Image region labeling entries >>
-------

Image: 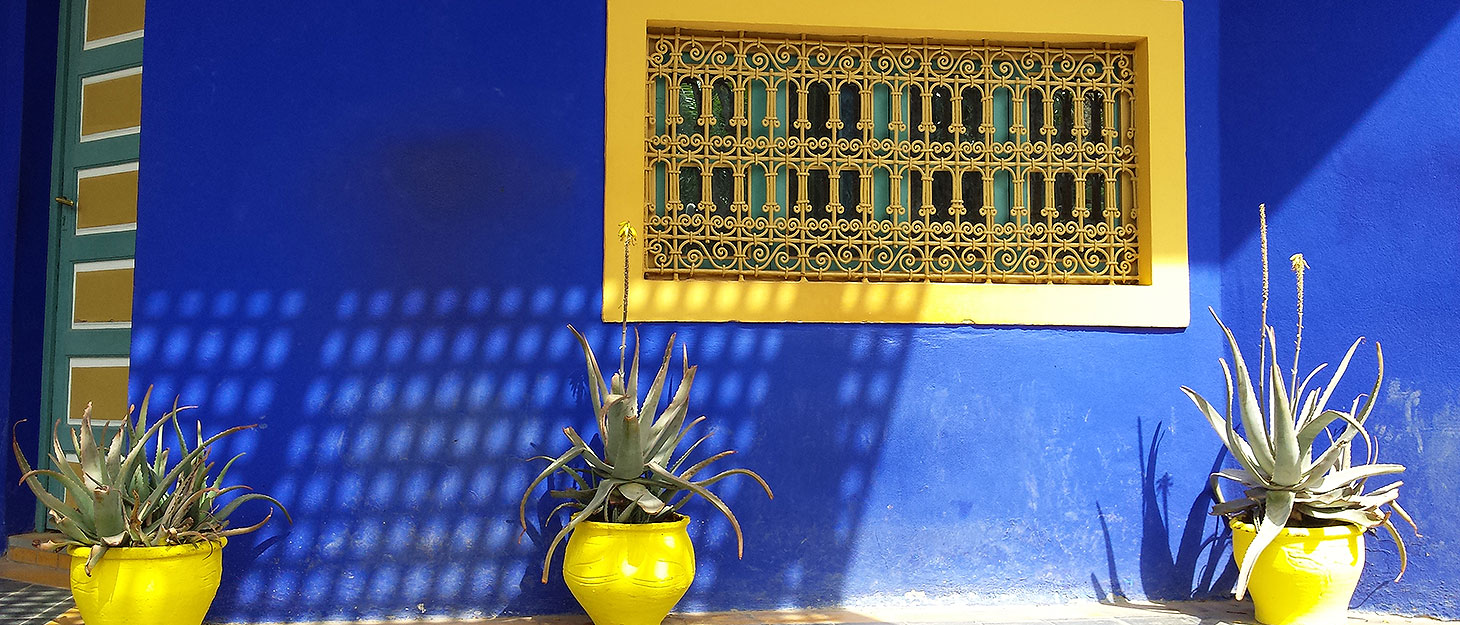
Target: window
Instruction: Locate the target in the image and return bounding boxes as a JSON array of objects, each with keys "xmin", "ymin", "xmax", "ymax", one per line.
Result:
[{"xmin": 604, "ymin": 0, "xmax": 1188, "ymax": 326}]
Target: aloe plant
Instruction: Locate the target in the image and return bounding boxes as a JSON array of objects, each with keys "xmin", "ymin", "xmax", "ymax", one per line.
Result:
[
  {"xmin": 1181, "ymin": 249, "xmax": 1419, "ymax": 599},
  {"xmin": 518, "ymin": 326, "xmax": 775, "ymax": 583},
  {"xmin": 10, "ymin": 388, "xmax": 292, "ymax": 575}
]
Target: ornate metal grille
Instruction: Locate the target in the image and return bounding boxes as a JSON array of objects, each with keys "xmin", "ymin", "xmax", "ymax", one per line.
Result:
[{"xmin": 644, "ymin": 29, "xmax": 1139, "ymax": 283}]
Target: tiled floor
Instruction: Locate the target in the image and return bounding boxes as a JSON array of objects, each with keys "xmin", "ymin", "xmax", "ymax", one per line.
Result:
[{"xmin": 0, "ymin": 580, "xmax": 74, "ymax": 625}]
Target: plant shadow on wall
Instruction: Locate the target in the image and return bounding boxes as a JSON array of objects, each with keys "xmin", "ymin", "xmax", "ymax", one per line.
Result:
[
  {"xmin": 131, "ymin": 280, "xmax": 911, "ymax": 621},
  {"xmin": 1091, "ymin": 419, "xmax": 1237, "ymax": 603}
]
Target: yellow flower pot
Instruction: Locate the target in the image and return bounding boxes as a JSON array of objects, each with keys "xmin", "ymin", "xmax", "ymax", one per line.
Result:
[
  {"xmin": 562, "ymin": 517, "xmax": 695, "ymax": 625},
  {"xmin": 72, "ymin": 539, "xmax": 228, "ymax": 625},
  {"xmin": 1231, "ymin": 520, "xmax": 1364, "ymax": 625}
]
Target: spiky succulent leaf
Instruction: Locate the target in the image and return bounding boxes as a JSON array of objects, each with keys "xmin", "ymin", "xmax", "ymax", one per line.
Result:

-------

Problem to solve >> Pull out each line of the material above that contains the string "plant", matching case.

Correct output >>
Target: aloe plant
Target: plant shadow on wall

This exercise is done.